Of course. But even if 5-10% of the folk who voted against Hillary were primarily motivated by misogyny (and I’d wager it is more), is the safest bet to alienate that 5-10%?

Maybe I’m over cautious. I’d happily vote for another female candidate.

I’m perfectly fine with you being done with me, but I didn’t "try to drag you in for no apparent reason. The rather obvious reason is that you interjected into the exchange between me and GIGO to nitpick something in a decidedly snarky manner. It was not remotely unreasonable for me to think “hey, he’s arguing GIGO’s side of the argument”. It is quite unreasonable for you to have taken such offense to my apparent mistake.

It seems reasonable to ask those dismissing Warren for being “shrill,” “schoolmarmish,” “annoying,” “pedantic,” and/or “lecturing” to link to some examples.

Otherwise many may assume that these are simply the terms that certain people automatically apply to any woman over, say, fifty.

Dataset entries

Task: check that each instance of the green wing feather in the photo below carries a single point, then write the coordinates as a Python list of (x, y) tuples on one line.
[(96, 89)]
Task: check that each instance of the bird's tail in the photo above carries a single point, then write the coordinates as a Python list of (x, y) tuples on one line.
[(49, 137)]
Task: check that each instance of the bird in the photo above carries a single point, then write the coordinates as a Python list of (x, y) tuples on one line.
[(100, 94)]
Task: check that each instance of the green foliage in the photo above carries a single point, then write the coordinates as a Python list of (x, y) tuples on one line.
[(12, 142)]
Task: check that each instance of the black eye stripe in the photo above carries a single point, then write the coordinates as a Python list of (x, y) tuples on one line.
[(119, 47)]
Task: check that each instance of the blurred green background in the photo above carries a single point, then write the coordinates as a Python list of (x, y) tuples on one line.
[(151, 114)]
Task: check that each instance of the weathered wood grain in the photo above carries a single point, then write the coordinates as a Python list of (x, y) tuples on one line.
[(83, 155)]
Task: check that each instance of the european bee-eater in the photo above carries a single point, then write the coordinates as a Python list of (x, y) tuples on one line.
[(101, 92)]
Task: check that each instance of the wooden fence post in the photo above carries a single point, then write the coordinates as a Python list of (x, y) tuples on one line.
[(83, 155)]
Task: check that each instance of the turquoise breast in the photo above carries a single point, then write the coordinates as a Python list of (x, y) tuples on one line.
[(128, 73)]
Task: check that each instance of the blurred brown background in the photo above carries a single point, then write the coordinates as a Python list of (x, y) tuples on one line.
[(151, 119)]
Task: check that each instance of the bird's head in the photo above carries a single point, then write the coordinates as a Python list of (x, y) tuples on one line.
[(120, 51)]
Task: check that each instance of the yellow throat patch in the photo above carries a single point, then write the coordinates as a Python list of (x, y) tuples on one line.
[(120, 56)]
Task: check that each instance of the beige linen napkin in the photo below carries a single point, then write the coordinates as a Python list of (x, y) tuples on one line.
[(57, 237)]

To do
In the forum post, what share of those who voted against Hillary does the writer suggest were primarily motivated by misogyny? The data come from a separate source, unrelated to the forum post.

Answer to the exercise
5-10%, and the writer wagers it is more.